**Directive A**. In the differential equation problem below, translate this sentence into Spanish: "If the general solution is given, we can reverse-engineer the differential equation using the characteristic (auxiliary) equation."

Question

The differential equation whose general solution is \( y = e^x(A\cos x + B\sin x) \) is

• A. \( y'' - 2y' + 2y = 0 \)
• B. \( y'' - 2y' - 2y = 0 \)
• C. \( y'' + 2y' + 2y = 0 \)
• D. \( y'' + 2y' - 2y = 0 \)
• E. \( y'' - 2y' + y = 0 \)

Hint:

General solution with \(e^{ax}(\cos bx,\sin bx)\) always corresponds to roots \(a \pm ib\).

Answer 1

The Correct Option is A

Concept: If the general solution is given, we can reverse-engineer the differential equation using the characteristic (auxiliary) equation.

Step 1: Observe the structure: \[ y = e^x(A\cos x + B\sin x) \] This is a standard form: \[ e^{\alpha x}(C\cos \beta x + D\sin \beta x) \] which corresponds to roots: \[ \alpha \pm i\beta \]

Step 2: Identify parameters: \[ \alpha = 1,\quad \beta = 1 \] So roots are: \[ m = 1 \pm i \]

Step 3: Form auxiliary equation: \[ (m-(1+i))(m-(1-i))=0 \]

Step 4: Expand carefully: \[ = (m-1-i)(m-1+i) = (m-1)^2 + 1 \]

Step 5: Expand fully: \[ (m-1)^2 + 1 = m^2 - 2m + 1 + 1 = m^2 - 2m + 2 \]

Step 6: Replace \(m\) with differential operator: \[ D^2 - 2D + 2 = 0 \]

Step 7: Convert into differential equation: \[ y'' - 2y' + 2y = 0 \]

**Raw records**.
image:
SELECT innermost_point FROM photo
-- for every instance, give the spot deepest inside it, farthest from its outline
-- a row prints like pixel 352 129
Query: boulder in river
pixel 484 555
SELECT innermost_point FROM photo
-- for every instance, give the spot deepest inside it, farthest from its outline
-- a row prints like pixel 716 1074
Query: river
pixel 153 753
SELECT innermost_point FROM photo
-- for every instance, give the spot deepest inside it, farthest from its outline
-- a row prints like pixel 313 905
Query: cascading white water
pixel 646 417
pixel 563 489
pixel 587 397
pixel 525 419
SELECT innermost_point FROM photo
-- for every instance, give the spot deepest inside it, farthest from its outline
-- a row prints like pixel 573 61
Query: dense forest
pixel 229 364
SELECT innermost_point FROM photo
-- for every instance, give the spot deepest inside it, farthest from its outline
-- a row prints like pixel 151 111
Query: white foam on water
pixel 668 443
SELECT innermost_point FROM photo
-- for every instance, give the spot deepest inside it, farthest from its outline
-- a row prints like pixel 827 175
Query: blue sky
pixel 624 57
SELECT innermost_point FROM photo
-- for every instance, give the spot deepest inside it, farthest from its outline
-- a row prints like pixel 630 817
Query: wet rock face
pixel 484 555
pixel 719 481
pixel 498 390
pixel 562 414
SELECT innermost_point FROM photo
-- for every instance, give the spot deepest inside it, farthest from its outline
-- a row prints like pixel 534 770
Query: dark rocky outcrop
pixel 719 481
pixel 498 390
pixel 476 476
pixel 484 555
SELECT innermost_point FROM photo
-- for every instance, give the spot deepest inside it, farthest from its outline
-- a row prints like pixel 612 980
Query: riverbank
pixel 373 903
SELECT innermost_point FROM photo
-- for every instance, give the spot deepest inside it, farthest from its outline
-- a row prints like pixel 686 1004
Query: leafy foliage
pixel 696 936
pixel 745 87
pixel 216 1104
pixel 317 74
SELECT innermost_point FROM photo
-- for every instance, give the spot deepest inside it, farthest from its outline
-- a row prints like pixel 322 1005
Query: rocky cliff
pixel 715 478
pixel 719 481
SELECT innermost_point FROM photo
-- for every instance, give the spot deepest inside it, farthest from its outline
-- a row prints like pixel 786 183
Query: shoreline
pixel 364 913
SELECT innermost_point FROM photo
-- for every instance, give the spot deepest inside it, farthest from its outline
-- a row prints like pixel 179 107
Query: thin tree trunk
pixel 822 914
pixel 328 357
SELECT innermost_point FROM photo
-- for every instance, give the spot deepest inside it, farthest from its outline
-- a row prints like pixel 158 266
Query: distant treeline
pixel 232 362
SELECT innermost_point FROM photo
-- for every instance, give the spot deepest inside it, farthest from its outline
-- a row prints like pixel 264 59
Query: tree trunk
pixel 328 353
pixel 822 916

**Directive B**. Output the records exactly, from their first line up to and including the line with "pixel 153 753".

**Finished answer A**. Si se da la solución general, podemos deducir a la inversa la ecuación diferencial mediante la ecuación característica (auxiliar).

**Finished answer B**.
image:
SELECT innermost_point FROM photo
-- for every instance, give the spot deepest inside it, farthest from its outline
-- a row prints like pixel 352 129
Query: boulder in river
pixel 484 555
SELECT innermost_point FROM photo
-- for every instance, give the spot deepest inside it, farthest from its outline
-- a row prints like pixel 716 1074
Query: river
pixel 153 753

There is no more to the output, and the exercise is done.